_Задание_
Переведите на английский язык предложение из приведенного ниже текста о кошке и человеческой природе: «Не будем, однако, зазнаваться и отделять высокую сферу духа от элементарных ощущений».

_Исходный текст_
┄┄┄┄┄┄
Тем более что кошачья природа, несомненно, существует, и наша связь с кошкой — взаимодействие ее и нашей природы. Но сознание, но язык, история — перебьют меня, — куда уж тут бедному зверьку! Не будем, однако, зазнаваться и отделять высокую сферу духа от элементарных ощущений. Лучше воспользуемся присутствием домашнего любимца, который как раз потягивается на кресле, и постараемся забыть о выводах философов нашего столетия, уверяющих нас, что никакой человеческой природы не существует. Возможно, сложно отстаивать существование человеческой природы в беспощадном потоке перемен, но когда я с удовольствием смотрю на кошку, которая зевает, показывая розовый язычок, то, несомненно, ощущаю свою природу. И — подчеркнем это — совсем не все равно, существует человеческая природа или нет. Только если она есть, можно пытаться установить, что в наших законах и институтах ей благоприятствует, а что, противореча ей, вредит. Вот так, от кошек до важной философской проблемы. Хотя они не подозревают об этом, поставим это им в заслугу.
┄┄┄┄┄┄
_Материал для анализа_

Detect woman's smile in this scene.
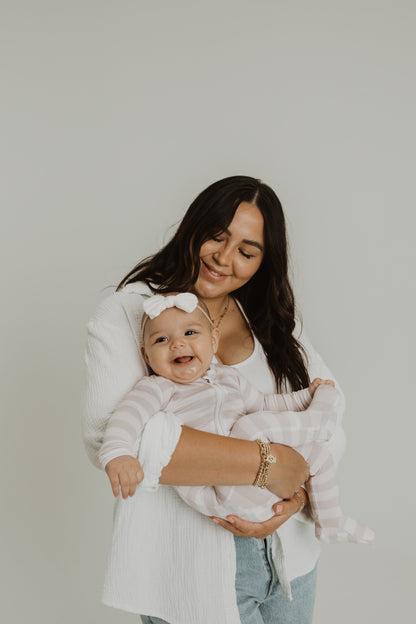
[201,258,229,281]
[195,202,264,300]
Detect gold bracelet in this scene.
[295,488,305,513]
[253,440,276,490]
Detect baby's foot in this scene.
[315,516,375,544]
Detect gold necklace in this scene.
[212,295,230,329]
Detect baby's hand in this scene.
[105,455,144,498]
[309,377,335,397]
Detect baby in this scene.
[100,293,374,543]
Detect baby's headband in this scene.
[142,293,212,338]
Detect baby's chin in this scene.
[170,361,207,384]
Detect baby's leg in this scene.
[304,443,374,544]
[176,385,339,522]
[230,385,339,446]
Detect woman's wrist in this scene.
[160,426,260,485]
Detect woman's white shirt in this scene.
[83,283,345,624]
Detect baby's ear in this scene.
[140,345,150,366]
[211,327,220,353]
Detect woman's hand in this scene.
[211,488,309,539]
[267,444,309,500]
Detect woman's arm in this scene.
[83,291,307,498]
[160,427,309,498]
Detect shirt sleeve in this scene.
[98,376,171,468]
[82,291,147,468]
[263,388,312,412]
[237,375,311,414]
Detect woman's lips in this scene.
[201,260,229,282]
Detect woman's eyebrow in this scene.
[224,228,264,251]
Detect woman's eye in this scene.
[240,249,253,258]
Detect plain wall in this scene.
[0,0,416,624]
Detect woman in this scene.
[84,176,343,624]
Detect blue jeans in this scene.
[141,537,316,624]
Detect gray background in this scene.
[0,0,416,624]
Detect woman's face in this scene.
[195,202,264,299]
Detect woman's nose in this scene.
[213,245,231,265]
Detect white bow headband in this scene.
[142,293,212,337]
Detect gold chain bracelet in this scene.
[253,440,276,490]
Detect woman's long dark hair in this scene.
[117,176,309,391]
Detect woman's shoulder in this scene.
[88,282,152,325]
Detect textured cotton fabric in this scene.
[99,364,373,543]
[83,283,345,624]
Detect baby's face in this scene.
┄┄┄┄┄┄
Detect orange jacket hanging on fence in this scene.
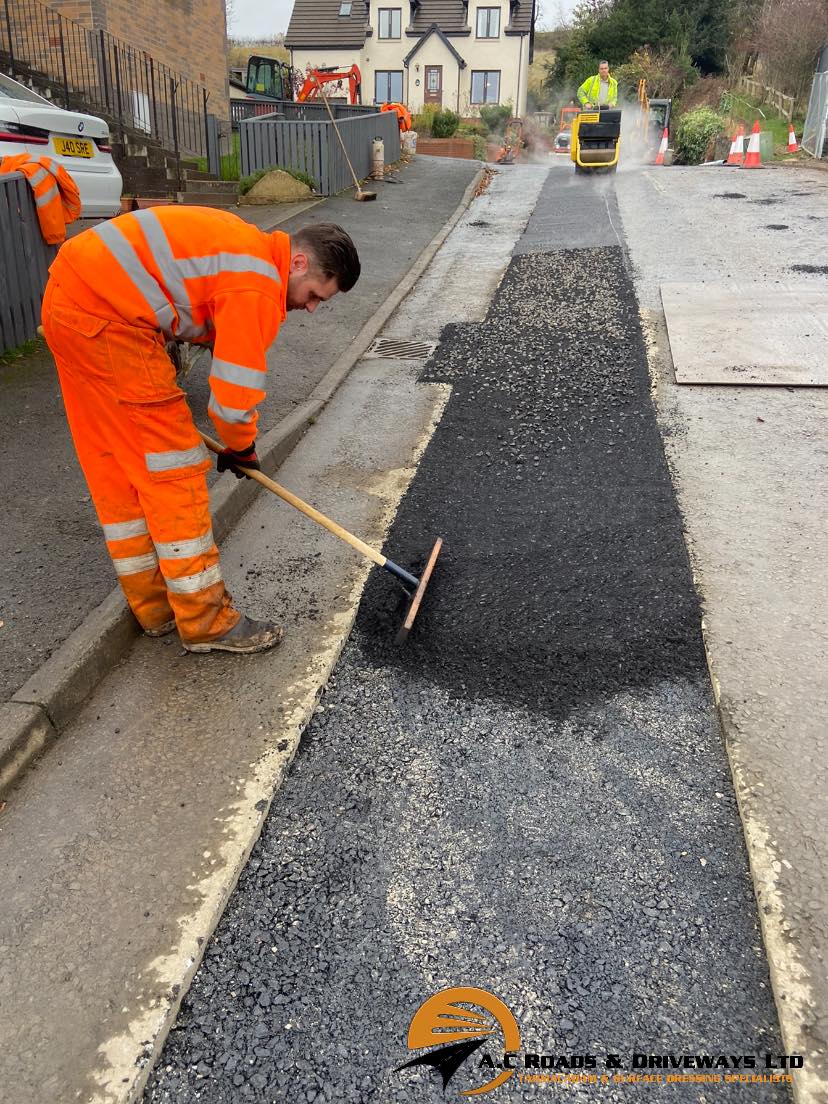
┄┄┄┄┄┄
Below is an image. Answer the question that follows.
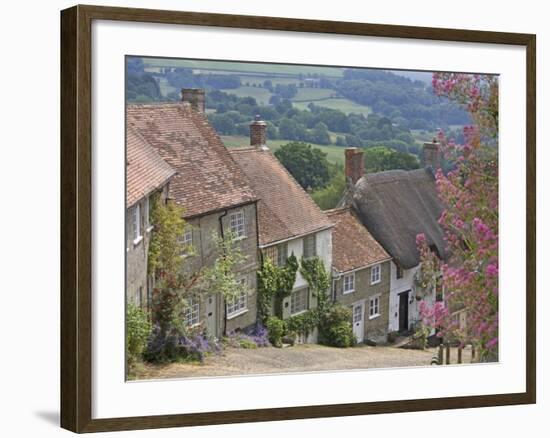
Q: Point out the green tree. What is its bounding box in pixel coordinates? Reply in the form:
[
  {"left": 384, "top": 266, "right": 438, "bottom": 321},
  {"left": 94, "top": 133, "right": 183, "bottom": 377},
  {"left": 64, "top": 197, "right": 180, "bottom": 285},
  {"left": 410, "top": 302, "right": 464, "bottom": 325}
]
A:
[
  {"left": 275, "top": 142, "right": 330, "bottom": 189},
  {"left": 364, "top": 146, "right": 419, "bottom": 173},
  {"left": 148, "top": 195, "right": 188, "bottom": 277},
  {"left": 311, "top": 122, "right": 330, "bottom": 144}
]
┄┄┄┄┄┄
_Решение задания_
Let us not, however, become conceited and separate the lofty sphere of the spirit from elementary sensations.